**Given records**
___

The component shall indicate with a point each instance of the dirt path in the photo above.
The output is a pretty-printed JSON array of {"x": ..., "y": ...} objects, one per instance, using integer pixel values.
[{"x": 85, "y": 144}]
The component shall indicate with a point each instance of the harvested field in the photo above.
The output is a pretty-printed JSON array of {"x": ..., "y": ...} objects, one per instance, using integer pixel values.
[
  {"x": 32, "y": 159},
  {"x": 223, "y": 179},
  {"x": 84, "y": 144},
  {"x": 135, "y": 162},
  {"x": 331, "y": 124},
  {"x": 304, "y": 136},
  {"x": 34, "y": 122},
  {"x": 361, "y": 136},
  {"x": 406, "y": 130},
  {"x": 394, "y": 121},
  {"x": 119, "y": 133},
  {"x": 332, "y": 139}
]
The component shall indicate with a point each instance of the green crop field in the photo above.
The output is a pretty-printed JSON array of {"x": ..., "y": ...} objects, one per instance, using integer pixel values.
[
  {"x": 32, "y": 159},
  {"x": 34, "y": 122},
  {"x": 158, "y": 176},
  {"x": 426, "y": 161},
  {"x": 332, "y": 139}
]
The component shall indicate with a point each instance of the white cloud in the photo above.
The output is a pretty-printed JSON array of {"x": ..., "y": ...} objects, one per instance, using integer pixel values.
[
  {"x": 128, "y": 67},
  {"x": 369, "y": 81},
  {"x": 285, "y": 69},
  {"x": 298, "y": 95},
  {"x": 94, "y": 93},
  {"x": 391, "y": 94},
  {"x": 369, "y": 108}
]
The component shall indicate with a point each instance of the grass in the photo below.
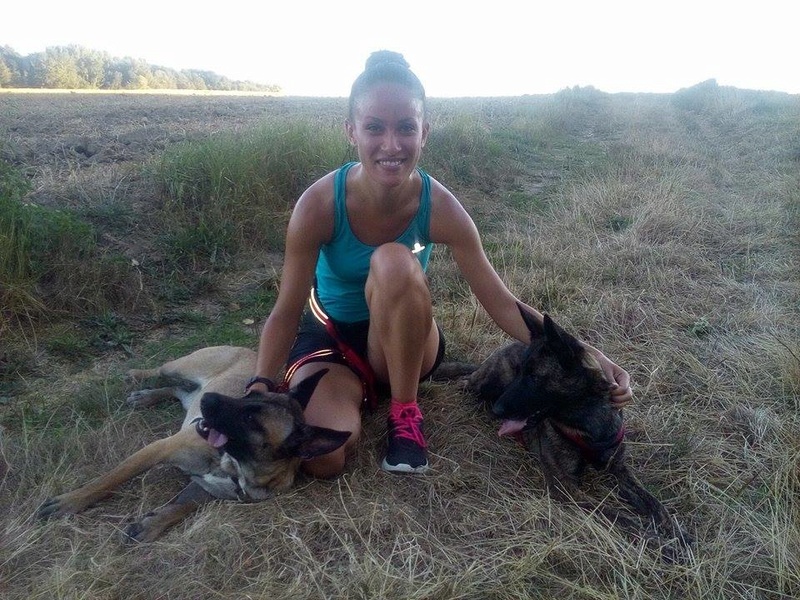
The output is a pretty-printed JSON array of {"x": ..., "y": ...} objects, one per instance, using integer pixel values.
[{"x": 662, "y": 229}]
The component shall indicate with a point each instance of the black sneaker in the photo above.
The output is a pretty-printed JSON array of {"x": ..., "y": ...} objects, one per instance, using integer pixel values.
[{"x": 406, "y": 453}]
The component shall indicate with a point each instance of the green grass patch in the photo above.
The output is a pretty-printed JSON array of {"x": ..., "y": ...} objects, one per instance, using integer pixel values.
[{"x": 236, "y": 190}]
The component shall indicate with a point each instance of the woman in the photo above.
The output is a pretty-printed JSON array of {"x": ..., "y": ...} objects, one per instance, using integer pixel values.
[{"x": 360, "y": 239}]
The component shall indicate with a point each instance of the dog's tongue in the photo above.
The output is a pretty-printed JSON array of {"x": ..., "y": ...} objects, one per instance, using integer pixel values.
[
  {"x": 216, "y": 438},
  {"x": 511, "y": 426}
]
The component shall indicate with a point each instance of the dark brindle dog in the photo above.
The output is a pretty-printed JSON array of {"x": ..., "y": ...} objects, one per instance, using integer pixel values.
[
  {"x": 555, "y": 399},
  {"x": 233, "y": 448}
]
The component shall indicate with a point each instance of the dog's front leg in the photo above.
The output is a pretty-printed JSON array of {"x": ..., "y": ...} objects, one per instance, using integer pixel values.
[
  {"x": 153, "y": 524},
  {"x": 646, "y": 504},
  {"x": 100, "y": 487}
]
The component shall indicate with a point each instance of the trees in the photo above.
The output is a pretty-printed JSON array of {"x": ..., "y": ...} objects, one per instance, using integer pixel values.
[{"x": 77, "y": 67}]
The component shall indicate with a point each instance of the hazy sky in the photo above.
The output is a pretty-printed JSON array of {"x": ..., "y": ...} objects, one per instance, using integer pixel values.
[{"x": 487, "y": 48}]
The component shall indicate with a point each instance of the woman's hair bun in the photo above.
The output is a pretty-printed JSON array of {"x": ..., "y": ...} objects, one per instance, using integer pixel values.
[{"x": 386, "y": 57}]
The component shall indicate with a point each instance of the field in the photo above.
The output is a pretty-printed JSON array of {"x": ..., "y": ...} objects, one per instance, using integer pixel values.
[{"x": 661, "y": 228}]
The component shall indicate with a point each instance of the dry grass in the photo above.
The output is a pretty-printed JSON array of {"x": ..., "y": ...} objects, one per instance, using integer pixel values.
[{"x": 676, "y": 254}]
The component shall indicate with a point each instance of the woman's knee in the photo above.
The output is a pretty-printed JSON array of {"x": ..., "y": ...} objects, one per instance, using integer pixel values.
[
  {"x": 394, "y": 266},
  {"x": 326, "y": 466}
]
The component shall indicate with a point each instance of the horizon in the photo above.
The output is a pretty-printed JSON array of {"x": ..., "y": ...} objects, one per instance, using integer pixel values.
[{"x": 618, "y": 47}]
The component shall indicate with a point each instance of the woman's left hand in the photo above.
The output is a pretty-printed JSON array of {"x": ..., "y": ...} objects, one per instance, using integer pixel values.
[{"x": 621, "y": 392}]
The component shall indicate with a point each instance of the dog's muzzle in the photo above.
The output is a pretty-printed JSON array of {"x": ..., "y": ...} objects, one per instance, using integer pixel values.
[{"x": 201, "y": 428}]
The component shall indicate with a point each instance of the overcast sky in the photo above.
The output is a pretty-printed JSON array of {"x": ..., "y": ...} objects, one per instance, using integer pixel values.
[{"x": 496, "y": 48}]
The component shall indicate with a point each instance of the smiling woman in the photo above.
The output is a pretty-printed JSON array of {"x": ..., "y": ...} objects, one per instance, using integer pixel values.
[
  {"x": 497, "y": 49},
  {"x": 360, "y": 238}
]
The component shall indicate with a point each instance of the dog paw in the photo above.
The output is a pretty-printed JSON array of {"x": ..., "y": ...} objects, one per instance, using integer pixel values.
[
  {"x": 134, "y": 533},
  {"x": 58, "y": 506},
  {"x": 147, "y": 529}
]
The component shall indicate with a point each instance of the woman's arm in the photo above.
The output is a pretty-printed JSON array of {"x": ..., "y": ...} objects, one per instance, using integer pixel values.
[
  {"x": 452, "y": 226},
  {"x": 310, "y": 226}
]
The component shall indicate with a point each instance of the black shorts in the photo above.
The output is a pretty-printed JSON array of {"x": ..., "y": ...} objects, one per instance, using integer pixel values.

___

**Set exercise**
Edit the material above so that every "pretty-printed" becomes "indented", and keep everything else the same. Leave the pictures out of your answer.

**Reply**
The component shall indicate with a point each instance of the dirt path in the photo above.
The output is a indented JSON array of {"x": ..., "y": ...} objects, one per instance, using integer pixel values.
[{"x": 85, "y": 144}]
The component shall indicate with a point each instance of the harvested field in the photo above.
The output is a indented JSON array of {"x": ..., "y": ...} objects, one per instance, using integer pixel values.
[
  {"x": 32, "y": 159},
  {"x": 223, "y": 179},
  {"x": 84, "y": 144},
  {"x": 135, "y": 162},
  {"x": 331, "y": 124},
  {"x": 304, "y": 136},
  {"x": 34, "y": 122},
  {"x": 361, "y": 136},
  {"x": 406, "y": 130},
  {"x": 394, "y": 121},
  {"x": 119, "y": 133},
  {"x": 332, "y": 139}
]
The component shall indicate with a point each instance of the green crop field in the photo above.
The output is a indented JSON array of {"x": ..., "y": ...} objects, one per instance, using integer pixel values.
[
  {"x": 32, "y": 159},
  {"x": 34, "y": 122},
  {"x": 158, "y": 176},
  {"x": 426, "y": 161},
  {"x": 332, "y": 139}
]
The component shall indicate with a point each instance of the white cloud in the photo above.
The output is a indented JSON array of {"x": ..., "y": ...} objects, one per instance, using integer pixel values.
[
  {"x": 128, "y": 67},
  {"x": 369, "y": 81},
  {"x": 285, "y": 69},
  {"x": 298, "y": 95},
  {"x": 94, "y": 93},
  {"x": 391, "y": 94},
  {"x": 369, "y": 108}
]
The component shall indicate with a point each instance of the grass in the photo below.
The output is a indented JSON array of {"x": ..., "y": ...} objects, one per instance, using integer pixel values.
[{"x": 662, "y": 229}]
The component shall indicate with a point each instance of the black sneaker in the photo above.
The output is a indented JSON array of {"x": ..., "y": ...} objects, one per instance, using integer pixel values.
[{"x": 406, "y": 453}]
The component shall indicate with a point each instance of the green grass patch in the photo above.
The output is a indented JSON array of {"x": ..., "y": ...} objects, one per instance, using integer pixel values.
[{"x": 236, "y": 190}]
The component shall indicate with a point each instance of the woman in the photo above.
The output is a indented JSON array of {"x": ..., "y": ...} objects, one per instance, using integer pixel values.
[{"x": 360, "y": 239}]
The component shall indicate with a point each instance of the dog's tongue in the photo above.
The output is a indented JSON array of {"x": ..., "y": ...} objects, one per instance, using integer pixel values.
[
  {"x": 216, "y": 438},
  {"x": 511, "y": 426}
]
The component shall indicate with a point each instance of the dark brindle dog in the photo above.
The output is a indented JSON array of {"x": ..., "y": ...} objects, one per instance, using integer pixel values.
[
  {"x": 555, "y": 399},
  {"x": 233, "y": 448}
]
The component shall indicate with a point each instance of the dog's front leg in the photo above.
The output is a indented JSON array of {"x": ..., "y": ...} objects, one per instance, using integer pixel values.
[
  {"x": 153, "y": 524},
  {"x": 646, "y": 504},
  {"x": 100, "y": 487}
]
The component shall indicate with a point each instance of the trees in the photo above.
The output is a indented JSON array of {"x": ..., "y": ...} objects, one per instance, using integer pixel values.
[{"x": 77, "y": 67}]
The component shall indicate with a point each instance of the hazy sky in the photo above.
The output is a indented JSON array of {"x": ..., "y": ...} objects, one per instance, using integer pixel values.
[{"x": 487, "y": 48}]
The component shall indicate with a point each instance of the woman's hair bun in the photo above.
The output is a indented JSON array of {"x": ..., "y": ...} objects, one per instance, using integer pixel values.
[{"x": 386, "y": 57}]
The component shall indicate with a point each instance of the field in the photo above.
The output is a indented JSON array of {"x": ..., "y": ...} objects, one per instance, using integer pixel values.
[{"x": 661, "y": 228}]
The component shall indicate with a point each instance of the dry grass in the photo above.
The output is a indented JSON array of {"x": ..., "y": ...} objects, one per instance, using integer pixel values.
[{"x": 676, "y": 254}]
The component shall indicate with a point each instance of the woman's knee in the photo above.
The output is a indented JSON array of {"x": ..., "y": ...} objects, one per instance, using integer pixel values.
[
  {"x": 394, "y": 266},
  {"x": 326, "y": 466}
]
The component shall indicate with a point each instance of the horizon in the photo above.
The output is a indented JSON array of {"x": ..., "y": ...} objects, one per instance, using integer pixel values.
[{"x": 618, "y": 47}]
The component shall indicate with a point each instance of the woman's left hand in the photo above.
The output is a indented JSON array of {"x": ..., "y": ...} objects, one per instance, using integer pixel values.
[{"x": 621, "y": 392}]
The component shall indicate with a point each instance of the dog's muzzle in the photo above.
The output is a indented JSON array of {"x": ..., "y": ...} objects, one per instance, using integer pixel values.
[{"x": 201, "y": 428}]
The component shall indicate with a point each instance of the overcast sky in the photo above.
The output is a indented JSON array of {"x": ..., "y": ...} objects, one per instance, using integer pixel values.
[{"x": 496, "y": 48}]
The component shall indicate with a point each instance of the smiling woman in the photo above.
The output is a indented JSON array of {"x": ..., "y": ...} objects, one per instance, using integer pixel values.
[
  {"x": 497, "y": 49},
  {"x": 360, "y": 238}
]
The component shall indicate with a point each instance of the dog paw in the photo above.
The output is a indented JSON array of {"x": ..., "y": ...} objects, one per instance, using integer pixel values.
[
  {"x": 134, "y": 533},
  {"x": 58, "y": 506},
  {"x": 147, "y": 529}
]
The component shall indicate with a point each instance of the woman's arm in the photo above.
The output is a indented JSON array of {"x": ..., "y": ...} objects, one per instance, using integer pixel values.
[
  {"x": 452, "y": 226},
  {"x": 310, "y": 226}
]
The component shall indicate with a point each instance of the black shorts in the photo above.
The output is a indented JSON array of {"x": ..., "y": ...} objects, one per instance, using integer pixel values.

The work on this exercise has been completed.